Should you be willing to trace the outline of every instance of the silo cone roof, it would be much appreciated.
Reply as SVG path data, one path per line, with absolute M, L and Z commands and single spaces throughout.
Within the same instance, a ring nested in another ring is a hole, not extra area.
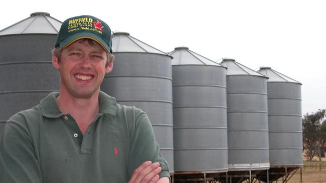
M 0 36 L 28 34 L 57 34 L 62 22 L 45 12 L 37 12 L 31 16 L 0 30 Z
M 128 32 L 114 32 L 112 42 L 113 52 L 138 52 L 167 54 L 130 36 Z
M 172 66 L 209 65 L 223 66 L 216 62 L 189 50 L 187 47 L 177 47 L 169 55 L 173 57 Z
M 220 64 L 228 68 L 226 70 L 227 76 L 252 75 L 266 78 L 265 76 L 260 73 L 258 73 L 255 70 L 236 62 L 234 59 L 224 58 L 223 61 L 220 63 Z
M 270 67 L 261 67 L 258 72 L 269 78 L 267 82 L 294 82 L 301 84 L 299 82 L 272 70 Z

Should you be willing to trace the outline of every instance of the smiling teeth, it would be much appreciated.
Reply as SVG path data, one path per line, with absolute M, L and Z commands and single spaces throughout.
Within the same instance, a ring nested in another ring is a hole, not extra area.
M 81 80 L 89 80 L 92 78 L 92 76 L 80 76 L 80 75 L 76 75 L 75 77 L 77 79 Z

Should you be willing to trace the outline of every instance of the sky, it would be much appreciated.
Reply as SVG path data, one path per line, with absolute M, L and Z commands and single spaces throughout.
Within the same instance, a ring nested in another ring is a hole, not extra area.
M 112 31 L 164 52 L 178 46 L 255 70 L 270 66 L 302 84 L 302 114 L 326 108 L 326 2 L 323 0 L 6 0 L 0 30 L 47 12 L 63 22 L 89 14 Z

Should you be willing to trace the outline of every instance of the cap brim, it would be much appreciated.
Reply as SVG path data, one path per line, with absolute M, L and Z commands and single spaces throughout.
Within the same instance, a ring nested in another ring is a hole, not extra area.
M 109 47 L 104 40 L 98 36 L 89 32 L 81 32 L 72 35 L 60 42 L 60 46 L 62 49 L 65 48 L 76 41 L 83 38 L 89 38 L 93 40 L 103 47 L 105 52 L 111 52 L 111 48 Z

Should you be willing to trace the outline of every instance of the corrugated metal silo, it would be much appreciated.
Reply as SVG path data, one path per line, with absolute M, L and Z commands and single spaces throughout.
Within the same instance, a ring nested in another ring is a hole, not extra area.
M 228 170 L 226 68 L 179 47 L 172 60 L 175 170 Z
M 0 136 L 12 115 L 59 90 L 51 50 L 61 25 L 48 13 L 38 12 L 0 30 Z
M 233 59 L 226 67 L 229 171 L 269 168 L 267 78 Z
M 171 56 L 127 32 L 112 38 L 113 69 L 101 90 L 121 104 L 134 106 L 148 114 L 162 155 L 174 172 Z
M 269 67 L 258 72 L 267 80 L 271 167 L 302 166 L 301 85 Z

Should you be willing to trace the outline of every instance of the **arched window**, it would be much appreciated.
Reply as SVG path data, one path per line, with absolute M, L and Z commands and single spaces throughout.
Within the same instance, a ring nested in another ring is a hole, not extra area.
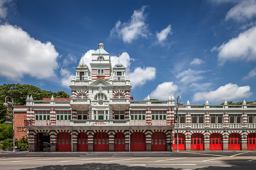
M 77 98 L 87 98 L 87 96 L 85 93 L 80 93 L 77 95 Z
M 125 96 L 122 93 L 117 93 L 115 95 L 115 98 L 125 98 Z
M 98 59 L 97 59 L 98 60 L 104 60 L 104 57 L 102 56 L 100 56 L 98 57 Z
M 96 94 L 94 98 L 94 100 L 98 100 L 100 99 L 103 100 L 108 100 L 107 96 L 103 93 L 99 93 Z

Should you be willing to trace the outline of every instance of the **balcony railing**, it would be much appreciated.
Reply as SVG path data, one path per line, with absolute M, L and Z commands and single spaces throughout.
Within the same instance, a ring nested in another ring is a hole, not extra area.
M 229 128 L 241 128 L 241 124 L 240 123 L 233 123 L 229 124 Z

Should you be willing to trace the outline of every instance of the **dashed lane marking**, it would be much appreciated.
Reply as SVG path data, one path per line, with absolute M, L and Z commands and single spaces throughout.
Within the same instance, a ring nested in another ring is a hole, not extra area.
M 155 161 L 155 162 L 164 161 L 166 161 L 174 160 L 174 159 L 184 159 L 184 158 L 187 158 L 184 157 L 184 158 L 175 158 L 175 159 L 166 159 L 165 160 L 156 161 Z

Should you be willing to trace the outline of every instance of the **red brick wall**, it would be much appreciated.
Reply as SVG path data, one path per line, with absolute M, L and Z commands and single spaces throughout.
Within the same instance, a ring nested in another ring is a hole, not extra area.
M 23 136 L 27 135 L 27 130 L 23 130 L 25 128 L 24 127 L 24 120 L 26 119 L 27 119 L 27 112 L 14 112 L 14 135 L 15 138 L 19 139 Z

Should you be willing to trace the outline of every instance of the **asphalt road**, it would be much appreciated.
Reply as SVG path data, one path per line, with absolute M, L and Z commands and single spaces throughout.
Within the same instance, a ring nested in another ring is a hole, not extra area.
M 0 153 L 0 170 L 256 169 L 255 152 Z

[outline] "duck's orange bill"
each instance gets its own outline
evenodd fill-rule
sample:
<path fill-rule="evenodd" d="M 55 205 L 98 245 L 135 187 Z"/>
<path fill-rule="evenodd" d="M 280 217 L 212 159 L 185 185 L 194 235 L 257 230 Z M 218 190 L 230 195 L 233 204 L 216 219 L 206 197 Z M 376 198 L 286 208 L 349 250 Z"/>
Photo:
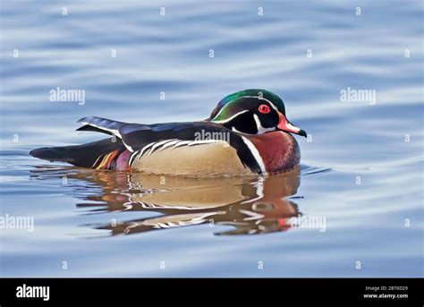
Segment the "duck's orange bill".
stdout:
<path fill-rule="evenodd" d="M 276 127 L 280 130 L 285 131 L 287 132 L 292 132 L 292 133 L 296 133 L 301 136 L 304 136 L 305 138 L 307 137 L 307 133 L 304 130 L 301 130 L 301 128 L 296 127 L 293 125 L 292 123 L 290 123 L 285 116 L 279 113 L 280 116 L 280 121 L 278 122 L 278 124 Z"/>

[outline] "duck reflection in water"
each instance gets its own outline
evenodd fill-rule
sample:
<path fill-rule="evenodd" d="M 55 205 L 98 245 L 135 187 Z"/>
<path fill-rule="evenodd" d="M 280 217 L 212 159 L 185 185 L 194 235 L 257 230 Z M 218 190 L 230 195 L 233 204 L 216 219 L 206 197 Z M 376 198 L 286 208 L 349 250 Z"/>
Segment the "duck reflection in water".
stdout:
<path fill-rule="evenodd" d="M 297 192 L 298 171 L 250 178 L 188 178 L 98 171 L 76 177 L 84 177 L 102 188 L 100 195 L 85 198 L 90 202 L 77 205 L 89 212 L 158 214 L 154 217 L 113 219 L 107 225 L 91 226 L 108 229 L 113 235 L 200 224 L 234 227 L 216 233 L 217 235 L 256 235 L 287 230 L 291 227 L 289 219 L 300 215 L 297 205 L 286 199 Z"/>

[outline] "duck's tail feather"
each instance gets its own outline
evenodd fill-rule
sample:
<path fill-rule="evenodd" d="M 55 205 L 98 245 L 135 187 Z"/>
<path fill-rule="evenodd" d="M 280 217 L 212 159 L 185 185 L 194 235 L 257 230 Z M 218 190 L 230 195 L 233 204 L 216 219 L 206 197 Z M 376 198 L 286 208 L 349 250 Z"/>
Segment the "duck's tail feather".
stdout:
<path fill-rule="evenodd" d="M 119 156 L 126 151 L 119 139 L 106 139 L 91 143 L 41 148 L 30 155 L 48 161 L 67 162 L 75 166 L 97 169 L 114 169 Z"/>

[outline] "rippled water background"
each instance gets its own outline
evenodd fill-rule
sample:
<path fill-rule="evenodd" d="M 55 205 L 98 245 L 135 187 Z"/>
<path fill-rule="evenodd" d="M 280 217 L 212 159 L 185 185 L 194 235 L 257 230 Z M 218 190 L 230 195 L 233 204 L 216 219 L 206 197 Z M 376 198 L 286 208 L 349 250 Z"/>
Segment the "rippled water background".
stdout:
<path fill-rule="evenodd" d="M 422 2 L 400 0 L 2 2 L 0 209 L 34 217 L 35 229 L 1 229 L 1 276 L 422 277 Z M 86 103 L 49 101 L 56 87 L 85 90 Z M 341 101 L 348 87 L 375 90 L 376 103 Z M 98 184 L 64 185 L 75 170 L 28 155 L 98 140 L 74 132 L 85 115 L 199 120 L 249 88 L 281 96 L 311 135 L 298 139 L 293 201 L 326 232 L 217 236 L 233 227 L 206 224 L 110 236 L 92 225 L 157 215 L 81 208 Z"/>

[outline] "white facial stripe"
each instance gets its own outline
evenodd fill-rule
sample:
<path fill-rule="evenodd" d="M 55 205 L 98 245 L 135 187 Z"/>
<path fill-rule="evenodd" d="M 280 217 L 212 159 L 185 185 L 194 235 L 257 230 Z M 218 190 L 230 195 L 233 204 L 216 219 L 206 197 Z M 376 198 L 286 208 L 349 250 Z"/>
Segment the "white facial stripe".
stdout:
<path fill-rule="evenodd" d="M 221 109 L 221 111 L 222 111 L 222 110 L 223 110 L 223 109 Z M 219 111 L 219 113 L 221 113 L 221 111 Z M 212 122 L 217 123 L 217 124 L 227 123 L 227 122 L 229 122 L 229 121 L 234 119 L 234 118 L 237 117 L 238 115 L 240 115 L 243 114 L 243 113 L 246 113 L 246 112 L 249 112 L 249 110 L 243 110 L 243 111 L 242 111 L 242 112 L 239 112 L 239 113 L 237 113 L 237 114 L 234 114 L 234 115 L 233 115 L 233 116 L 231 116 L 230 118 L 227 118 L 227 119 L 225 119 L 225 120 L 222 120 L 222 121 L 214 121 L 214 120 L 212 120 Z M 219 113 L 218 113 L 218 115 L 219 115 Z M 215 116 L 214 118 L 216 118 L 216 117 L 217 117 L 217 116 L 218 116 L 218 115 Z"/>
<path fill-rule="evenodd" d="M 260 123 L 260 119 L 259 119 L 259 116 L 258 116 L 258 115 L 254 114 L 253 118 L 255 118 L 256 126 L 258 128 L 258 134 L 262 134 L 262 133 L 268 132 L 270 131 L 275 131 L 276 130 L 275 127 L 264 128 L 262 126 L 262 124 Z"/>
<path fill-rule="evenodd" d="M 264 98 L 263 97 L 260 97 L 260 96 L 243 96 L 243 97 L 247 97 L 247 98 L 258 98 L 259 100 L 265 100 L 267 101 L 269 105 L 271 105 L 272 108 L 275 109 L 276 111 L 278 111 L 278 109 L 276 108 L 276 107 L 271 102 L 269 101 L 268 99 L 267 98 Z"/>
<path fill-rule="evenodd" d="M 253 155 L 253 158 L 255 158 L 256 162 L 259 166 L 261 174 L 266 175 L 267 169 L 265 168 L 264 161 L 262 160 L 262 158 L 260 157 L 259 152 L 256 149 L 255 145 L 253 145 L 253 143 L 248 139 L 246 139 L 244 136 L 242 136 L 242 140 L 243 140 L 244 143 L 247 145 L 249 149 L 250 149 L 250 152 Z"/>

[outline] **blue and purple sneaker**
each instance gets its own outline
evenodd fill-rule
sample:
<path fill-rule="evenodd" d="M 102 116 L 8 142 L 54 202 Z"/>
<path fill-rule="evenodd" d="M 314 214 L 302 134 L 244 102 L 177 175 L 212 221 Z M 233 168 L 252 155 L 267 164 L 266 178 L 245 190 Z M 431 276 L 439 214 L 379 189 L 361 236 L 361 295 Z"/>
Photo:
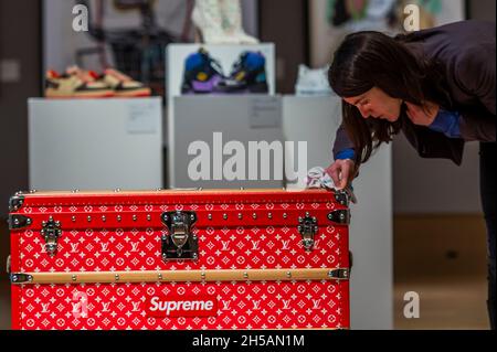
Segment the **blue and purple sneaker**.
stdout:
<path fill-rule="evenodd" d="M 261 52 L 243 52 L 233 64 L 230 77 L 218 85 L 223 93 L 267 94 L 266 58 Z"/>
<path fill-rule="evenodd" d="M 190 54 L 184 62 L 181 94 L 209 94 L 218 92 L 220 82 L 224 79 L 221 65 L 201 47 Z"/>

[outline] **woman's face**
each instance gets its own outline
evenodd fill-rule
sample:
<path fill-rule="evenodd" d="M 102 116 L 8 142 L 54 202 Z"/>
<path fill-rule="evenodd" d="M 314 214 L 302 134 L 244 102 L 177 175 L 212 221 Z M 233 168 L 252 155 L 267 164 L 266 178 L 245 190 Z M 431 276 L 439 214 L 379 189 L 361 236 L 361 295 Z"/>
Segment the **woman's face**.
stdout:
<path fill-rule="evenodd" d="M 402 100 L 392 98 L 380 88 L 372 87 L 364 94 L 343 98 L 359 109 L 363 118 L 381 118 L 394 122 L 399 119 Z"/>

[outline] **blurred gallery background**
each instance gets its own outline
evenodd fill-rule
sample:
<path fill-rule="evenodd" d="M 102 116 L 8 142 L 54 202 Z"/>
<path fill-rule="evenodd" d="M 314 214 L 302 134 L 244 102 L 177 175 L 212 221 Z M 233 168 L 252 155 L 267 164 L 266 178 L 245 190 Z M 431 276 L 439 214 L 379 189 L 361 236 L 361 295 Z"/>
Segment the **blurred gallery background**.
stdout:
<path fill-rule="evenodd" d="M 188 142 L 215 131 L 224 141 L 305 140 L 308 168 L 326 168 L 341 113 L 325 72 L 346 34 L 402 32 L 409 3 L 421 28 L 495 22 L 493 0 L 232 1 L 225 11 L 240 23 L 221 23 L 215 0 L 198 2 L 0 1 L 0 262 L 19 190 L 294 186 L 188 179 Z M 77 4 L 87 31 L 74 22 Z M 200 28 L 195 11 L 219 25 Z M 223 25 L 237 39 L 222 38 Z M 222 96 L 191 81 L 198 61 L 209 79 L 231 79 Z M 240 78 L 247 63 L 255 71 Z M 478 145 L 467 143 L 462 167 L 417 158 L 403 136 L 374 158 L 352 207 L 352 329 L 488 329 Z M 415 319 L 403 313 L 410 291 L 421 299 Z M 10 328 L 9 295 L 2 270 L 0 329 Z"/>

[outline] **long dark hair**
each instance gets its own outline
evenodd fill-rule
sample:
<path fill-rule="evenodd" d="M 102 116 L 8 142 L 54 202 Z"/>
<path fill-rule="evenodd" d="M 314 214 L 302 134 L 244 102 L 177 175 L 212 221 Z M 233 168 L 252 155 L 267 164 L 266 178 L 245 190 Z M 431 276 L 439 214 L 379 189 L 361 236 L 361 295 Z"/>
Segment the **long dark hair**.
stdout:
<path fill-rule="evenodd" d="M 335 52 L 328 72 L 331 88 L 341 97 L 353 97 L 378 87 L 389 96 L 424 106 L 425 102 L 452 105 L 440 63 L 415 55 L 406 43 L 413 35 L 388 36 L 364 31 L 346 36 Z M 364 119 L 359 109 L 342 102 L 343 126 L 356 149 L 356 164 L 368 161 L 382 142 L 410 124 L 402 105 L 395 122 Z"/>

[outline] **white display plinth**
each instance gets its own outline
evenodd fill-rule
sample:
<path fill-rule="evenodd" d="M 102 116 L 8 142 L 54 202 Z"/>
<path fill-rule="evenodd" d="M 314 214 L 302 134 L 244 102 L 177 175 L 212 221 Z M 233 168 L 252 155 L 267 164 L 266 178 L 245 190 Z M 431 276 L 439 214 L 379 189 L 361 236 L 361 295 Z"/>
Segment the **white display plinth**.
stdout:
== == ==
> _DÉTAILS DU PROBLÈME_: Restituez sous forme de liste JSON de chaînes, une par ligne, tout ce qui va de la ligne contenant "brim, it would be much appreciated." jusqu'à celle contenant "M 109 47 L 104", ces deux lignes comprises. Omettez les lignes vides.

> _RÉPONSE FINALE_:
[
  "Should you be willing to trace the outline of every instance of the cap brim, it would be much appreciated.",
  "Reply as SVG path data, one path per line, with absolute M, L and Z commands and single spaces throughout.",
  "Within the same instance, a ring nested in another ring is a hole, not extra area.",
  "M 109 47 L 104 40 L 98 36 L 89 32 L 81 32 L 72 35 L 60 42 L 60 46 L 62 49 L 65 48 L 76 41 L 83 38 L 89 38 L 93 40 L 103 47 L 105 52 L 111 52 L 111 48 Z"
]